- _SHORT TASK A_: Retype the passage on the dismissal appeal from "28.            That disclosed" to "construction of events.".
- _SHORT TASK B_: Say whether each statement agrees with the passage on the dismissal appeal, giving yes or no and quoting the deciding words: (i) Mrs Patel gave evidence that she had made the decision to dismiss. (ii) The First Respondent's primary case before the ET was that it was not the Claimant's employer. (iii) The expression "Properly regarded, the reason for any termination" appears at the start of paragraph 59.
- _SHORT TASK C_: Proceed with the passage on the dismissal appeal, picking up after its final sentence.

- _SELECTION_:
+ + + +

27.            The First Respondent’s primary case before the ET was that it was not the Claimant’s employer and accordingly had not dismissed him.  It was implicit in that contention - as it was in the First Respondent’s alternative cases of frustration and resignation - that no one within the First Respondent had taken a decision to dismiss.  Having rejected those arguments, the ET was required to hold the First Respondent to proof as to the reason for the dismissal it had denied.  It failed to do so.  First, it failed to identify the person who was responsible for any decision to dismiss, the essential starting point in order to determine the “set of facts known to the employer, or … beliefs held by him which cause him to dismiss” per Cairns LJ in Abernethy v Mott, Hay & Anderson [1974] IRLR 213 CA, approved in the House of Lords per Viscount Dilhorne in W Devis & Sons Ltd v Atkins [1977] ICR 662.  The ET had, instead, effectively constructed a reason from its own view as to what should have been the reason for the termination of the Claimant’s employment, hence the language used at paragraph 57:

“… My view is that the reason was … [as] between the claimant and the [First Respondent], that action was precipitate and not justified.” (emphasis added)

 

28.            That disclosed an error of substitution: the ET was substituting its conclusion as to what the reason was, as opposed to finding what the First Respondent’s reason was.  See also the expression “Properly regarded, the reason for any termination” at the start of paragraph 59, which revealed this was the ET’s construction of events. 

 

29.            That brought into play the second basis of the appeal, the absence of evidence for the ET’s finding.  Mrs Patel, the author of the letters of 6 and 21 November 2013, did not give evidence to the effect that she had made the decision to dismiss.  Indeed, her statement made clear that neither she nor anyone else at the First Respondent had taken any decision to dismiss (see paragraph 56 of her statement, which speaks in hypothetical terms as to what the First Respondent might have done had the Claimant been treated as one of its employees).  At paragraph 57, Mrs Patel explained what would have taken place had the First Respondent accepted that the Claimant was its employee: it would have been forced to invite the Claimant to a hearing and only then would have dismissed him.  That suggested that the First Respondent would in fact have followed some kind of procedure even if ultimately the decision would have been that his employment had to be terminated before making a decision on dismissal.  As it did not hold such a meeting, it could not have made such a decision.  In the further alternative, the ET’s conclusion in this regard was perverse.

+ + + +

- _DATA SEGMENT_:
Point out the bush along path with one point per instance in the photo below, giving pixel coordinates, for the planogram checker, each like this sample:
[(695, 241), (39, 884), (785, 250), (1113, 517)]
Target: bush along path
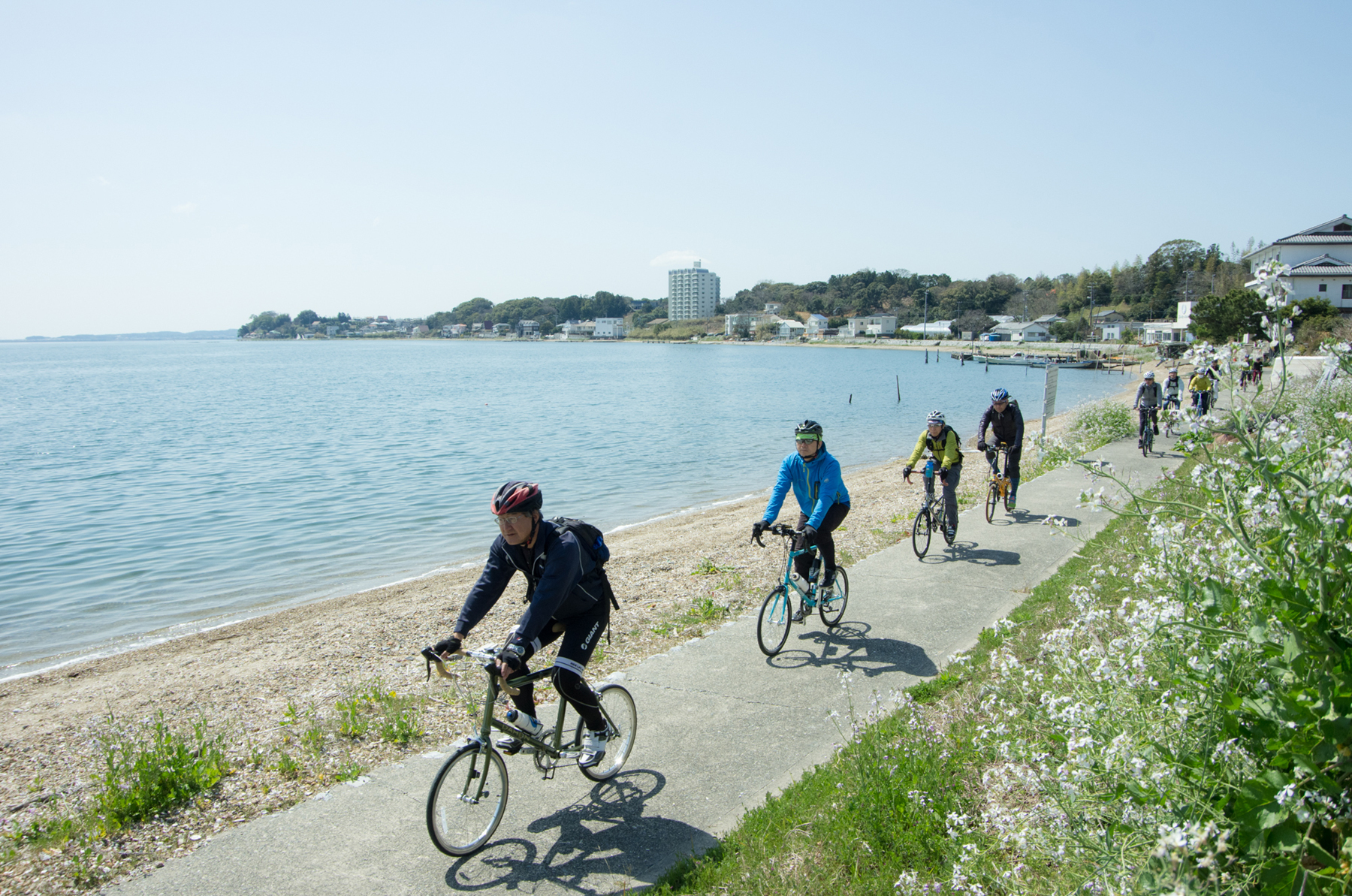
[(1169, 713)]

+ + + +

- _WRITTEN RESPONSE A_:
28.            That disclosed an error of substitution: the ET was substituting its conclusion as to what the reason was, as opposed to finding what the First Respondent’s reason was.  See also the expression “Properly regarded, the reason for any termination” at the start of paragraph 59, which revealed this was the ET’s construction of events.

- _WRITTEN RESPONSE B_:
(i) No: "Mrs Patel, the author of the letters of 6 and 21 November 2013, did not give evidence to the effect that she had made the decision to dismiss."
(ii) Yes: "The First Respondent’s primary case before the ET was that it was not the Claimant’s employer and accordingly had not dismissed him."
(iii) Yes: "See also the expression “Properly regarded, the reason for any termination” at the start of paragraph 59"

- _WRITTEN RESPONSE C_:
30.            The perversity ground of appeal was also relied on, in the further alternative, in respect of the ET’s finding that the Claimant’s letter of 11 October 2013 to RAFT (purporting to terminate his secondment without prior discussion with the First Respondent) was a repudiatory breach of contract entitling the First Respondent to summarily dismiss him without any formal process.  That was perverse, given the First Respondent’s evidence, as recorded in Mrs Patel’s witness statement, that it would have followed a procedure.  It was further perverse for the ET, having concluded the First Respondent was the Claimant’s employer, to fail to acknowledge or take account of its legal responsibilities in terms of the obligation to maintain trust and confidence, which might require it to take active steps to seek to resolve the issues between the Claimant and RAFT against a background where, the Claimant said, the First Respondent had failed to intervene appropriately at any earlier stage.  That provided mitigating circumstances to explain why the Claimant felt he had to write the letter of 11 October 2013.

 

31.            Further, it was perverse of the ET to find on the wrongful dismissal claim, that the Claimant was rejecting his contract with the First Respondent when he expressly stated he still considered himself employed by it, and the ET had found (paragraphs 43 and 44) that he had not terminated his contract with the First Respondent by means of his 11 October letter.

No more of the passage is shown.